- DA FARE -
a. Rispondi a queste domande sulla recensione del romanzo di Taiye Selasi:
(i) Quale racconto ha scritto l'autrice oltre al romanzo?
(ii) Da quanto tempo chi scrive ha finito il libro?
(iii) In che modo chi scrive conta di rileggerlo?
b. Secondo la recensione del romanzo di Taiye Selasi, perché chi scrive ha letto il libro nonostante i preconcetti? Rispondi in una o due frasi.
c. Ripeti parola per parola il passo della recensione che comincia con "Invece l’ho finito" e finisce dopo "e dialoghi .".

- TESTO DI PARTENZA -
┄┄┄┄┄┄┄┄┄┄┄┄┄┄┄┄┄┄┄┄
Ho iniziato a leggere il romanzo di Taiye Selasi con tutti i preconcetti del mondo. Non ho apprezzato il fatto che a giudicare –ammesso che di reale giudizio letterario Masterpiece si tratti- degli scrittori di lingua italiana avessero piazzato una donna di grande fascino, ma praticamente sconosciuta e che parla l’italiano non malissimo, lo ammetto, ma in quel modo che non consente ancora di cogliere le sfumature e le costruzioni profonde di una lingua. Un po’ come se mettessero Mika –così simpatico con i suoi “ciusato”- nella giuria del festival della canzone italiana, con la differenza tuttavia che, se non il testo, la musica è un linguaggio universale, che non necessita di traduttori. Una scrittrice osannata come rivelazione letteraria, nonostante abbia scritto soltanto un racconto, La vita sessuale delle ragazze africane e, appunto, La bellezza delle cose fragili e per di più bellissima: conoscendo il nostro Paese, non bisognava essere san Tommaso per farsi venire più di un dubbio.
Ma essendo scettica persino sul mio scetticismo, ho dovuto leggerlo, questo benedetto libro, pronta a parlarne male e subito.
Invece l’ho finito da quasi quindici giorni e sono ancora qui a rimuginarci sopra. È un libro che mi dispiace di aver letto in fretta, e che conto di rileggere centellinandolo. E anche se non ho avuto quella famosa voglia di telefonare all’autrice per parlarne con lei (troppo glam e soooo nice!), avrei voluto fiondarmi al telefono e dirlo a tutti i miei amici. Invece no, me ne sono stata buona e zitta a pensare, a chiedermi, con una certa invidia, da dove venisse fuori quella mescolanza musicale di vissuto e narrazione, di flusso interiore e dialoghi .
┄┄┄┄┄┄┄┄┄┄┄┄┄┄┄┄┄┄┄┄
- MATERIALE DI PARTENZA -

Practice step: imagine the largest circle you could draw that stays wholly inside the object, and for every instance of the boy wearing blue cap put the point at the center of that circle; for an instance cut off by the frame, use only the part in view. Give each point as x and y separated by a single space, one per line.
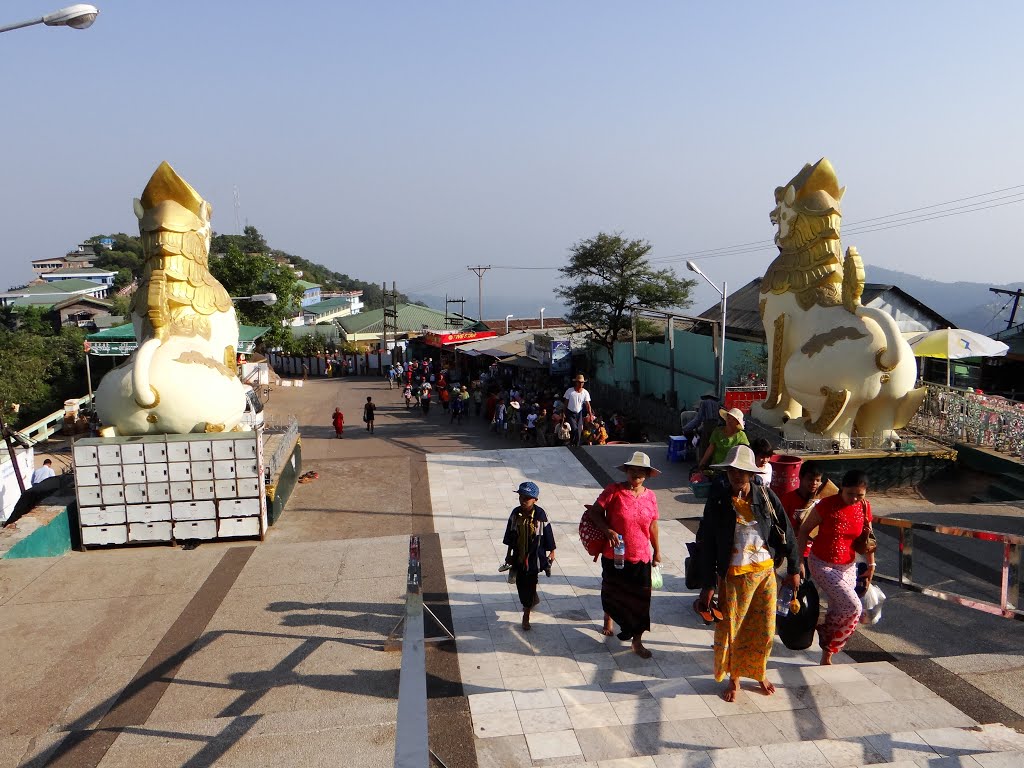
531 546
┄┄┄┄┄┄┄┄┄┄┄┄┄┄┄┄┄┄┄┄
- RISPOSTE DATE -
a.
(i) La vita sessuale delle ragazze africane.
(ii) Da quasi quindici giorni.
(iii) Centellinandolo.

b. Chi scrive era scettica persino sul proprio scetticismo, quindi ha sentito di doverlo leggere. Era comunque pronta a parlarne male e subito.

c.
Invece l’ho finito da quasi quindici giorni e sono ancora qui a rimuginarci sopra. È un libro che mi dispiace di aver letto in fretta, e che conto di rileggere centellinandolo. E anche se non ho avuto quella famosa voglia di telefonare all’autrice per parlarne con lei (troppo glam e soooo nice!), avrei voluto fiondarmi al telefono e dirlo a tutti i miei amici. Invece no, me ne sono stata buona e zitta a pensare, a chiedermi, con una certa invidia, da dove venisse fuori quella mescolanza musicale di vissuto e narrazione, di flusso interiore e dialoghi .